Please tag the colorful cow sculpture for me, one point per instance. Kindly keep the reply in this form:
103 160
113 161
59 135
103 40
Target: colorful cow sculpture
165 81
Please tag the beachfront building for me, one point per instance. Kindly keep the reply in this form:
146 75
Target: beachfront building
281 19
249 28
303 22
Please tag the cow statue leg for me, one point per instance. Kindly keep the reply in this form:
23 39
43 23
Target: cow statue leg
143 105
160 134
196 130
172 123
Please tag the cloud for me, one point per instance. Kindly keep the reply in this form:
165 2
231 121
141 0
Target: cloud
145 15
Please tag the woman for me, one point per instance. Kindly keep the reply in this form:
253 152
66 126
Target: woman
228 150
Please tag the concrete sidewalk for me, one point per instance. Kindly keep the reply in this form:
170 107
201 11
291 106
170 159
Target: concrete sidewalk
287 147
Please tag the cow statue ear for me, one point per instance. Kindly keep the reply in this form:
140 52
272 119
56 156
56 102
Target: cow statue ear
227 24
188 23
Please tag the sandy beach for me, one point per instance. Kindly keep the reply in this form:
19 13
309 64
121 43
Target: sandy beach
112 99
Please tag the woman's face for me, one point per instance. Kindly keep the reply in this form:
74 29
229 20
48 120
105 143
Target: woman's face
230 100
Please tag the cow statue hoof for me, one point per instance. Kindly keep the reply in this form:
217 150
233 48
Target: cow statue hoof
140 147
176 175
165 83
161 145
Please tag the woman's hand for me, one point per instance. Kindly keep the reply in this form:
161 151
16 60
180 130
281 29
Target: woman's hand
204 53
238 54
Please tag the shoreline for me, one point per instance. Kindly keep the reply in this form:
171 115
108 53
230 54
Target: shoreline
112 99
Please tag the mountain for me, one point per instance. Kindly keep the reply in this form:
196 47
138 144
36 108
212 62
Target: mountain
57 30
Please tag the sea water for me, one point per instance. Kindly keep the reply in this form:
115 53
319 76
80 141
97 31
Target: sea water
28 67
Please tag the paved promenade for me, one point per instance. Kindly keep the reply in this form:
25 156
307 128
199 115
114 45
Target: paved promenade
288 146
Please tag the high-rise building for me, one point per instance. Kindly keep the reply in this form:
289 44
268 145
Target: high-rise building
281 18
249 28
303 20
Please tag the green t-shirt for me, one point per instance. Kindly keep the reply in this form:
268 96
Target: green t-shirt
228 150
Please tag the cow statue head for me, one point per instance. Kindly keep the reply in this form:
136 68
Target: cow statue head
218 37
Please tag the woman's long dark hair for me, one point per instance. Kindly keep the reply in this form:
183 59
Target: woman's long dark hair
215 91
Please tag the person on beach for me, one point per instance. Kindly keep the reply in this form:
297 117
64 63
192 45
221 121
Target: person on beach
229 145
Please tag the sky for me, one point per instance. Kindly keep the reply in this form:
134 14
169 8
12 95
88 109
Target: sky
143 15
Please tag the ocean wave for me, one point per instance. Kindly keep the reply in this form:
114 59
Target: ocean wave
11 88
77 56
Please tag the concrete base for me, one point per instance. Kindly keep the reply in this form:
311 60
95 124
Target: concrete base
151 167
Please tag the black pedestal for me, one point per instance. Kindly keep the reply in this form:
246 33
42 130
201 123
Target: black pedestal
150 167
────────
In this exercise, repeat all entries exactly.

**SOLUTION FOR THIS EXERCISE**
Please tag the colorful cow sculpture for me, one point per instance. Kindly keep the reply in this form:
103 160
113 161
59 135
103 40
Target: colorful cow sculpture
165 81
Please tag the beachfront building for me, one point per instance. Kindly keep the reply in this form:
146 75
Target: beachfront building
281 19
249 28
303 22
Please tag the cow statue leg for me, one point per instance. Kindly keep the reply in this form:
23 39
43 23
Target: cow statue leg
143 105
160 134
196 130
172 123
Please tag the cloud for me, one point per instance. Kindly keep the reply in this form:
165 2
231 121
141 0
Target: cloud
145 15
Please tag the woman for me, one point per instance. Kindly keep the reply in this form:
253 152
66 126
Target: woman
228 150
Please tag the concrete sidewalk for me, one point per instance. Kindly keep the reply in this form:
170 107
201 11
291 106
170 159
Target: concrete sidewalk
287 147
Please tag the cow statue ear for me, one point per instance. Kindly keep the reply in this form:
140 52
272 119
56 156
56 102
Target: cow statue ear
227 24
188 23
Please tag the sandy beach for me, one point per instance. Kindly keep the reply in this form:
19 13
309 64
121 43
Target: sandy beach
112 99
Please tag the woman's face for me, one point per instance. Kindly keep the reply in this form:
74 29
229 20
48 120
105 143
Target: woman's face
230 100
Please tag the cow statue hoof for me, one point per instance. Kindly keep the reply in this form:
217 150
233 48
Target: cow statue hoof
140 147
176 175
165 83
161 145
Please tag the woman's hand for me, one point per instance. Kindly keep the reply in this form:
161 151
16 60
180 130
281 29
Target: woman's hand
204 53
238 54
Please tag the shoreline for me, one point per instance. Kindly keep the reply in this form:
171 115
108 53
230 54
Target: shoreline
112 99
Please tag the mountain for me, one point per instance. Kindly keep the reply in this form:
196 47
138 144
36 108
212 62
Target: mountain
57 30
Please tag the sea water for me, one point per instance. Kindly keep the reply in this form:
115 53
319 76
80 141
97 31
Target: sea water
28 67
Please tag the paved promenade for me, one point per instance. Kindly keep the reply in this form:
25 156
307 128
199 115
114 45
Target: paved promenade
288 146
Please tag the high-rise building for me, one point per instance. Kindly keep the reply in this form:
289 44
268 145
Target: high-rise building
281 18
249 28
303 20
Please tag the green t-shirt for me, one point per instance. Kindly keep the reply in this form:
268 96
Target: green t-shirt
228 150
Please tag the cow statue head for me, one point per instance. Kindly keep the reply in this form:
136 68
Target: cow statue head
218 37
Please tag the woman's long dark hair for me, one point per instance. Kindly keep the reply in this form:
183 59
Target: woman's long dark hair
215 91
Please tag the person on beach for me, one point per instance. Kindly keep the reply in this form:
297 117
64 63
192 45
221 121
Target: person on beach
229 145
Please tag the sky for me, one point per instance. Kindly keep the reply in this form:
134 14
169 8
12 95
88 109
Target: sky
143 15
Please tag the ocean wave for me, one point per instance. Kindly keep the reply in this form:
114 59
Target: ocean wave
11 88
77 56
Please tag the concrete base for me, one point per instance. Kindly keep the reply in this form:
311 60
95 124
Target: concrete base
151 167
Please tag the black pedestal for me, one point per instance. Kindly keep the reply in this form:
246 33
42 130
201 123
Target: black pedestal
150 167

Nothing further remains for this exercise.